◆ **INSTRUCTIONS FOR THE TASK**: Pick out each line in the data below that contains the word "print", and copy those lines.

***** EXCERPTED RECORDS *****

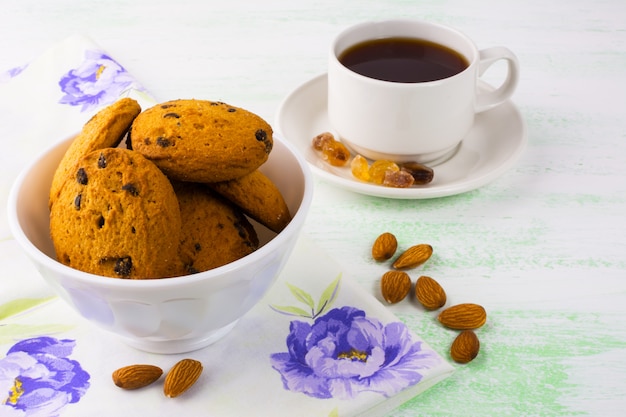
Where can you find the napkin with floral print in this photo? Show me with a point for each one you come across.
(316, 345)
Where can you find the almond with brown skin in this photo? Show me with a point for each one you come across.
(414, 256)
(463, 316)
(384, 247)
(429, 293)
(181, 377)
(136, 376)
(465, 347)
(395, 286)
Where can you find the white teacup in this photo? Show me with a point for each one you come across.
(422, 121)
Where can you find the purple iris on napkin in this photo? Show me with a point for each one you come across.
(344, 352)
(38, 379)
(99, 80)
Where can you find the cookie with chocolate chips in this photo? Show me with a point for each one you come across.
(105, 129)
(117, 216)
(258, 197)
(214, 232)
(202, 141)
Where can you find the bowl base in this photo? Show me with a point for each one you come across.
(180, 345)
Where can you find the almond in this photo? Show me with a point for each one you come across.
(463, 316)
(136, 376)
(384, 247)
(181, 377)
(395, 285)
(465, 347)
(414, 256)
(429, 293)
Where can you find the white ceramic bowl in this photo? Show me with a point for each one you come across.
(171, 315)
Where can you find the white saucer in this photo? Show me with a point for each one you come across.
(494, 144)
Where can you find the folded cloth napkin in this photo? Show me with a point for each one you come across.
(284, 358)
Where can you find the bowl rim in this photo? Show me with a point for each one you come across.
(107, 282)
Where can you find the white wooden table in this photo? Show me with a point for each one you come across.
(543, 247)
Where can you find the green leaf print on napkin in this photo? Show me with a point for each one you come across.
(326, 300)
(12, 331)
(19, 305)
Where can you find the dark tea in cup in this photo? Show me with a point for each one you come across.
(403, 60)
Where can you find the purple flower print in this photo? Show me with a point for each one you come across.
(38, 379)
(344, 353)
(99, 80)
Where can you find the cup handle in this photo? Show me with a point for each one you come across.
(490, 99)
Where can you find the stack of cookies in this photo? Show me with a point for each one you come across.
(177, 199)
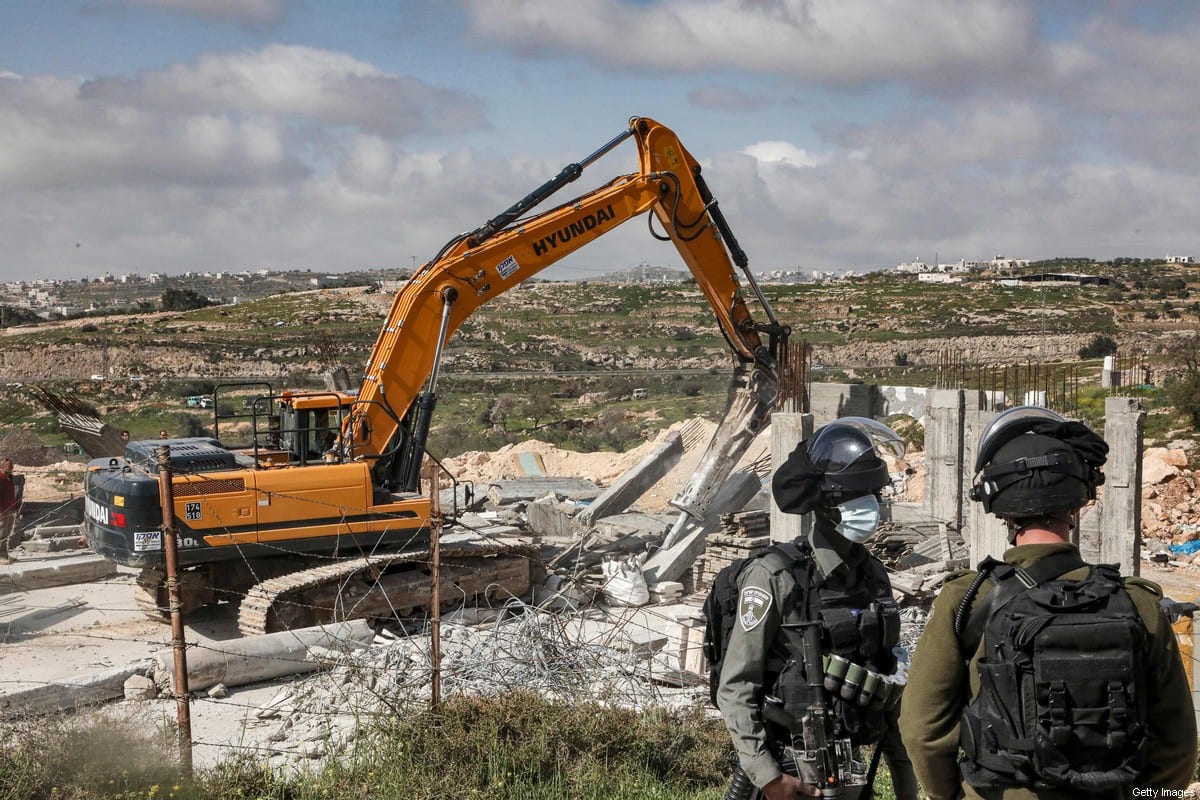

*****

◆ **SOLVED EXERCISE**:
Where can you find the napkin with floral print in this photo? Show me with a point for each one you come across.
Where can you find the green leaf print on napkin in this photo? Show me with a point for each one you come across.
Where can you find the purple flower print in this photo? Show me with a point for each one you come across.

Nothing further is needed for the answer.